The problem> For the entries that follow, state how many lines include the word "strap", giving the number and nothing else.

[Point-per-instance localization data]
_ _ _ _ _

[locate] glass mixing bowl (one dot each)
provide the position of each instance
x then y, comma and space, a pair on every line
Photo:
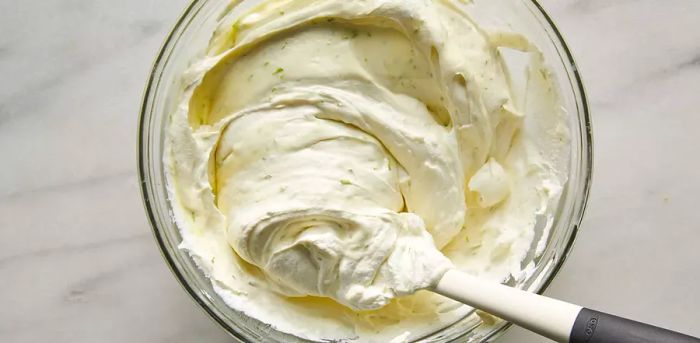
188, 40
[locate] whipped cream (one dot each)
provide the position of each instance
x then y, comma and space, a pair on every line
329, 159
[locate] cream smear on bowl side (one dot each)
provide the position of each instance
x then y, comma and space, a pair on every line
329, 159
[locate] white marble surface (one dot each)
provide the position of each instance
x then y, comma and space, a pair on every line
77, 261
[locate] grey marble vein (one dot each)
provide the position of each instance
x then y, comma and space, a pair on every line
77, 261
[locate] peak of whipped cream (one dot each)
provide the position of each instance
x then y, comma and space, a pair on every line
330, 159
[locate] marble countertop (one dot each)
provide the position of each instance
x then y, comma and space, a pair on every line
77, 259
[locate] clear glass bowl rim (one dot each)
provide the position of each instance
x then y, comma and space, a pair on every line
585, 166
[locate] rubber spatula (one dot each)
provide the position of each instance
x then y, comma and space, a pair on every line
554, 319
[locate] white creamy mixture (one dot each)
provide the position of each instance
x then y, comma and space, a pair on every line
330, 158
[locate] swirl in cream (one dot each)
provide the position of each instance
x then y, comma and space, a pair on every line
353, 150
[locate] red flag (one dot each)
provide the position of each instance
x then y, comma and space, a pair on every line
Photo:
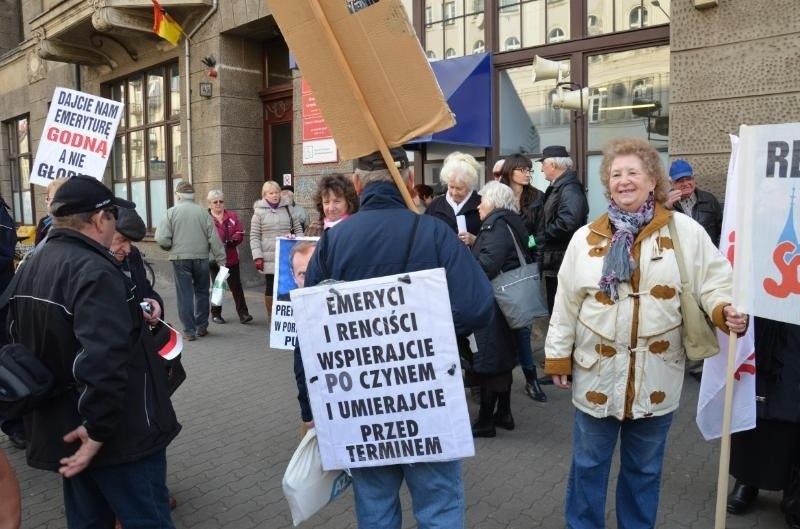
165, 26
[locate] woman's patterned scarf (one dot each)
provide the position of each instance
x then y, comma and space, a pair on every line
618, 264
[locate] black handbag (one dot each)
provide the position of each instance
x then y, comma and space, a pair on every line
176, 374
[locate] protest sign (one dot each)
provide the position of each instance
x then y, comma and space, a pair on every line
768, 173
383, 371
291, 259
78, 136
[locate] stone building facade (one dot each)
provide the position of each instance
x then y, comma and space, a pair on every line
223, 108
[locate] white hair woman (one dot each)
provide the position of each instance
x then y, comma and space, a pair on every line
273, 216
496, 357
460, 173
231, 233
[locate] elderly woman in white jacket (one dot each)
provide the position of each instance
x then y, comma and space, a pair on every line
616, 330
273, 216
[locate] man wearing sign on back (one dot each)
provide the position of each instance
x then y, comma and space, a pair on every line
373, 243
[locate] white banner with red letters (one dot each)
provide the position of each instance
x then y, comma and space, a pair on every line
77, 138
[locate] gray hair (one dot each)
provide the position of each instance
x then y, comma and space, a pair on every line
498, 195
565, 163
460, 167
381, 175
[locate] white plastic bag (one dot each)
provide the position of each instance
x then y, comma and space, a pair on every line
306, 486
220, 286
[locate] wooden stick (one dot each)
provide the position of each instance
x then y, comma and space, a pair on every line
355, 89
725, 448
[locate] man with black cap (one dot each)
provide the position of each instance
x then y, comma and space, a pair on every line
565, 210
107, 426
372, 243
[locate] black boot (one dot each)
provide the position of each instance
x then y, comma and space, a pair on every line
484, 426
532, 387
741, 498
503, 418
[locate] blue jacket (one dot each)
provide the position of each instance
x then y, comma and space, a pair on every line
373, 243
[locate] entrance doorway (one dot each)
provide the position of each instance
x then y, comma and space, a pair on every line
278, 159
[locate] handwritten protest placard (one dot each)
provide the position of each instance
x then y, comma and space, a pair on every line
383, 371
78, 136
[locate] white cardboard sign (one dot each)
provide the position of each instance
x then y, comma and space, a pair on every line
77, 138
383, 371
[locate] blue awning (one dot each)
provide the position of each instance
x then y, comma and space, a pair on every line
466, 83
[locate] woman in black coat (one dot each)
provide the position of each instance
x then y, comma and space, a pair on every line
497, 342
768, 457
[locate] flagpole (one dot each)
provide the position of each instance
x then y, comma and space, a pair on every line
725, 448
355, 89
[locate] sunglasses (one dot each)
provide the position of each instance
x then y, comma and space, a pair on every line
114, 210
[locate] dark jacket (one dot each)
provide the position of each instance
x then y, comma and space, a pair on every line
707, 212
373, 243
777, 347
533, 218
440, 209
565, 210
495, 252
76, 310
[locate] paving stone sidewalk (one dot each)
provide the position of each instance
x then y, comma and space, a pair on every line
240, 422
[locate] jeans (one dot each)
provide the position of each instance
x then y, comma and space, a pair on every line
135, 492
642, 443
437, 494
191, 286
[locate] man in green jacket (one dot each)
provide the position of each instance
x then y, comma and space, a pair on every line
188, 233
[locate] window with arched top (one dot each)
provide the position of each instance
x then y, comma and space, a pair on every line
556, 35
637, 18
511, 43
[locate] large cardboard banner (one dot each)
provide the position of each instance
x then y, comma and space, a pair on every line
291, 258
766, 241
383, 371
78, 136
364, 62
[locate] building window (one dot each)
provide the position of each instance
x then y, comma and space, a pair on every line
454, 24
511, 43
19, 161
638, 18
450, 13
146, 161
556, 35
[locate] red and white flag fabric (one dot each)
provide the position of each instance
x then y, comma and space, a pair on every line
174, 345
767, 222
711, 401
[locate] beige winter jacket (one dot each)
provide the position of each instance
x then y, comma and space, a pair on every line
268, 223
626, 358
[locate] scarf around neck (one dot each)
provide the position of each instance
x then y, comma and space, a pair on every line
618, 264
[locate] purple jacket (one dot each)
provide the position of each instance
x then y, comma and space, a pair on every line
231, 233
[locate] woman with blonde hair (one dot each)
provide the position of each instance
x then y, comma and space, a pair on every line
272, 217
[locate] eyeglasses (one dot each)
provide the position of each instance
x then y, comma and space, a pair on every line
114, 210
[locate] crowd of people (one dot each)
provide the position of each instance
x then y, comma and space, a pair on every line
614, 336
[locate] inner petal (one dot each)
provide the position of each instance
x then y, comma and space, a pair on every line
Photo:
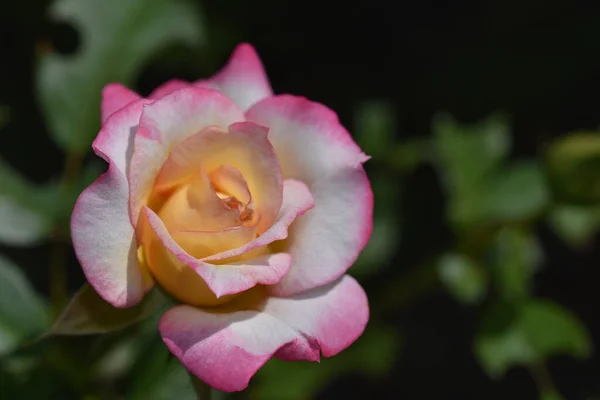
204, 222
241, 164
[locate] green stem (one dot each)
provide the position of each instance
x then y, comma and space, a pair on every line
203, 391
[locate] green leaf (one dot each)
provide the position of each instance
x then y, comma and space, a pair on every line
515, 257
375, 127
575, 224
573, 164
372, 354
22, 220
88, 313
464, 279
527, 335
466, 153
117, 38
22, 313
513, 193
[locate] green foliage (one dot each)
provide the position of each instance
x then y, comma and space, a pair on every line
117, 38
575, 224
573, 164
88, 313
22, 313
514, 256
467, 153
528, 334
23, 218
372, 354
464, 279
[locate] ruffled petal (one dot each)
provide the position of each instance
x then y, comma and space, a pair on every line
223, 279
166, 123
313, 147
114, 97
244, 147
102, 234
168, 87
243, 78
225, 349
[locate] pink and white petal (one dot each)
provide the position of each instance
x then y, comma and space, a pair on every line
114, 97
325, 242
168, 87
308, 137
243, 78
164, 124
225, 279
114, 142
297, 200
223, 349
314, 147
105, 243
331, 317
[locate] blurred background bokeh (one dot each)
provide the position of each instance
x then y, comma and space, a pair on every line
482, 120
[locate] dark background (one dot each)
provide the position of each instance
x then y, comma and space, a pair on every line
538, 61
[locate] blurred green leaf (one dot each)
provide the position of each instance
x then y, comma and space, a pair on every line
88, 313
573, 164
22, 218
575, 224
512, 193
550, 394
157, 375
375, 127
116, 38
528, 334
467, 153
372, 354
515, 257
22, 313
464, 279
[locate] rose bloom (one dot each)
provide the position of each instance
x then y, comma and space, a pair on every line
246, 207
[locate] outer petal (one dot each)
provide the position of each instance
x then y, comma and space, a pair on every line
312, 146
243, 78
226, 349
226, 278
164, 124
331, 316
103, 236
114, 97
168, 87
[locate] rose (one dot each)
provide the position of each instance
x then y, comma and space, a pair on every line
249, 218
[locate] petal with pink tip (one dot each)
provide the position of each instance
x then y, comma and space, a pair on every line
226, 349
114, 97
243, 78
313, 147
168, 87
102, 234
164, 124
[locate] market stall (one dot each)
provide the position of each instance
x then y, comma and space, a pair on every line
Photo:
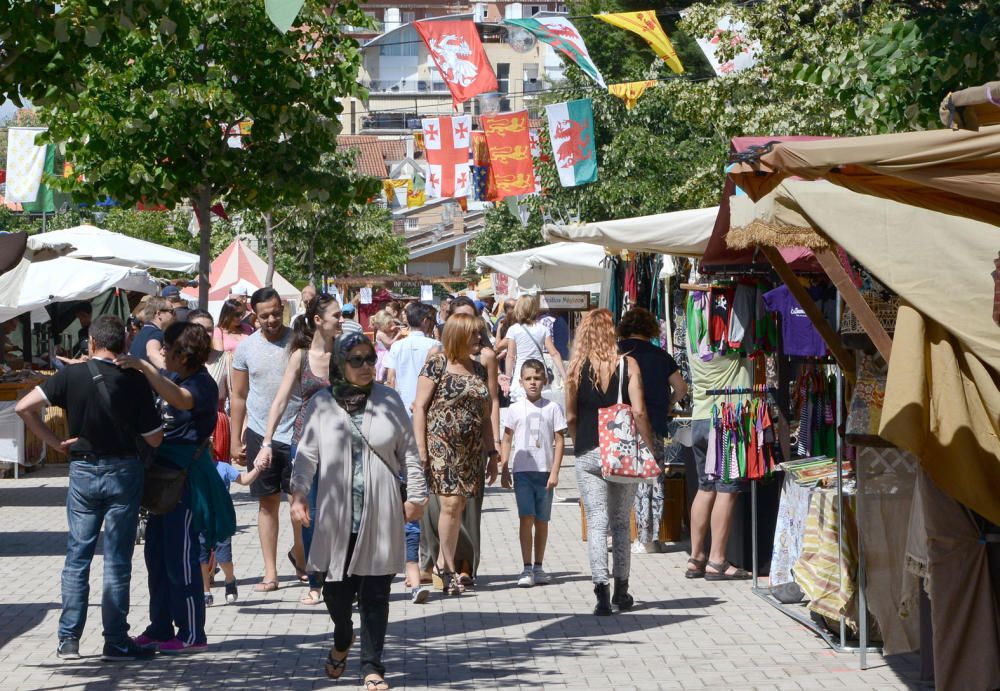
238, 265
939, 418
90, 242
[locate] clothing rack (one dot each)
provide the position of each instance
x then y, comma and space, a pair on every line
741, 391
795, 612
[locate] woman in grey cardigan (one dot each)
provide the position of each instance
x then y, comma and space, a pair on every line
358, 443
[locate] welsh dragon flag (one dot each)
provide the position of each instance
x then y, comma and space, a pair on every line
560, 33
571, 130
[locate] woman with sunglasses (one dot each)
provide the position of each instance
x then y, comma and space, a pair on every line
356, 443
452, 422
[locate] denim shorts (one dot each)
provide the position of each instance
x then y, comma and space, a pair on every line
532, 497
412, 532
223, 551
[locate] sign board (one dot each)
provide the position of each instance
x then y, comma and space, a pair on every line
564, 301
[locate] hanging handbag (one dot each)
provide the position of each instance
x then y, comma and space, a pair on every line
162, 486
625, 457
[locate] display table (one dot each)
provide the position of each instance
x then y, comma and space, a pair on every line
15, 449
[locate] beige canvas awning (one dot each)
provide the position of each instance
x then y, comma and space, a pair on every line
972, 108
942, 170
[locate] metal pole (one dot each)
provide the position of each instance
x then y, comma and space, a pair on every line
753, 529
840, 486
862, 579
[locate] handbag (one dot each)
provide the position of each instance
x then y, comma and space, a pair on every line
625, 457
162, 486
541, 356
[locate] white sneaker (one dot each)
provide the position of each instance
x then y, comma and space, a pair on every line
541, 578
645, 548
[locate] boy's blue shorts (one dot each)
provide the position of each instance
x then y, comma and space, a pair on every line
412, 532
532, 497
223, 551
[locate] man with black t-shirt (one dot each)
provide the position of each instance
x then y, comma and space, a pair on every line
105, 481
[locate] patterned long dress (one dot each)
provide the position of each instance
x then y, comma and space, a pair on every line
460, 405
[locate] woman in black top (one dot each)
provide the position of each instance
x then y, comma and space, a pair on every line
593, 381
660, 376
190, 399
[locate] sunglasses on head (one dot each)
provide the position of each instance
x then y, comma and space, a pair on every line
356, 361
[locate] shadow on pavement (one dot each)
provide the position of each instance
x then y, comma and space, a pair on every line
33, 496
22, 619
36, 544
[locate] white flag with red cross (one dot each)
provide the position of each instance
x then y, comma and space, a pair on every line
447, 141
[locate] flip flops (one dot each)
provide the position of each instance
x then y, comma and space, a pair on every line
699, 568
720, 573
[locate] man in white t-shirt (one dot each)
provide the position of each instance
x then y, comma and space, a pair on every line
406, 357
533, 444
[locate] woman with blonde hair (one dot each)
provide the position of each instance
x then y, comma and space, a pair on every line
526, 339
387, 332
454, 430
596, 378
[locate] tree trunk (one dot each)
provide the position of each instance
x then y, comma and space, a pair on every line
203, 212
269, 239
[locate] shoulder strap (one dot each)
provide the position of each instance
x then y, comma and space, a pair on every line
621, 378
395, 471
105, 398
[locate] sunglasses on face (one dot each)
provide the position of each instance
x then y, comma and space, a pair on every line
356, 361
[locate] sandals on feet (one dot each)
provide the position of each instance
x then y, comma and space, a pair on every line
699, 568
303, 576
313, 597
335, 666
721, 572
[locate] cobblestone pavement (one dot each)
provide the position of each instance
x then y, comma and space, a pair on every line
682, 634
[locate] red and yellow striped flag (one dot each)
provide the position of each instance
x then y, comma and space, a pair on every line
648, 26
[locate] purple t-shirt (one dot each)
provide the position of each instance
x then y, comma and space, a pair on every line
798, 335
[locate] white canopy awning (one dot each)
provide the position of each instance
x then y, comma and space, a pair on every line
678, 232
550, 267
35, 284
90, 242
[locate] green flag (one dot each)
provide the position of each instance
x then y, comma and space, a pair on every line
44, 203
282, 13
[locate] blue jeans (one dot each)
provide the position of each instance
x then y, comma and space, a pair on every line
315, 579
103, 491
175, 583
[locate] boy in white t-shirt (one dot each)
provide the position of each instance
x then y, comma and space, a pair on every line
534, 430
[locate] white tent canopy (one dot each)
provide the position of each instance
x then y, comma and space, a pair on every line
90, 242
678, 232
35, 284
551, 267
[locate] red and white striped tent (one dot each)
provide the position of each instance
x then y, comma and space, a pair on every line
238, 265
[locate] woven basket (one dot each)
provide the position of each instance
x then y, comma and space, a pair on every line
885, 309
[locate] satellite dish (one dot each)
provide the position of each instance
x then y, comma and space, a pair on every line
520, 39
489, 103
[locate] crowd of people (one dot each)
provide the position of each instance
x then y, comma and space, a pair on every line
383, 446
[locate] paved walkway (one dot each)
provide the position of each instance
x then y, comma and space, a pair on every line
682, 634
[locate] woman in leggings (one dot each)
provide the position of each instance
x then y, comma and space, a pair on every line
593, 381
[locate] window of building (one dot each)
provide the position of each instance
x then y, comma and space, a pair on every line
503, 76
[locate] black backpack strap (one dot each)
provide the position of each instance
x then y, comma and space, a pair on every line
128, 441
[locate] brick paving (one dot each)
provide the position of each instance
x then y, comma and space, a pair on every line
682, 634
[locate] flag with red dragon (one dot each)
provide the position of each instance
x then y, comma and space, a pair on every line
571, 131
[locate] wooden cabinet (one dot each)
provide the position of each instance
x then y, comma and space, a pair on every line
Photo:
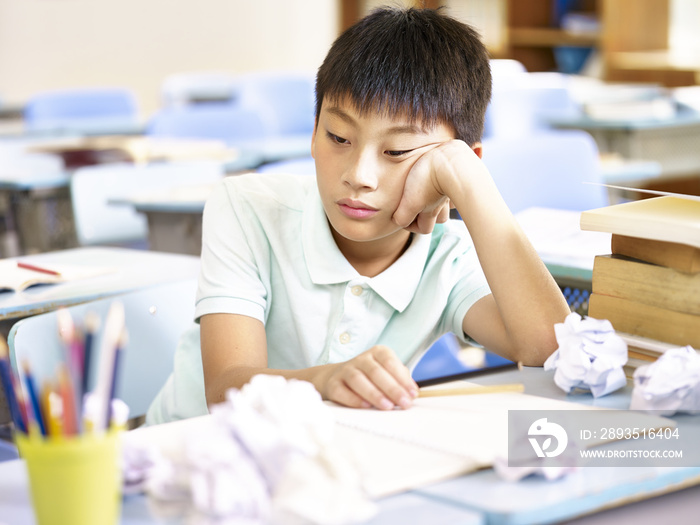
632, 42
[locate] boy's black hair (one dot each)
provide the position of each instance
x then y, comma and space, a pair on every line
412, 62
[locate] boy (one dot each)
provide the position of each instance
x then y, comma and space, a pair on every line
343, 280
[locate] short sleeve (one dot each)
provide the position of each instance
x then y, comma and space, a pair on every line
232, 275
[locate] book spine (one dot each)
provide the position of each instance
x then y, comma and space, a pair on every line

_ _ _ _ _

Result of the exercise> 2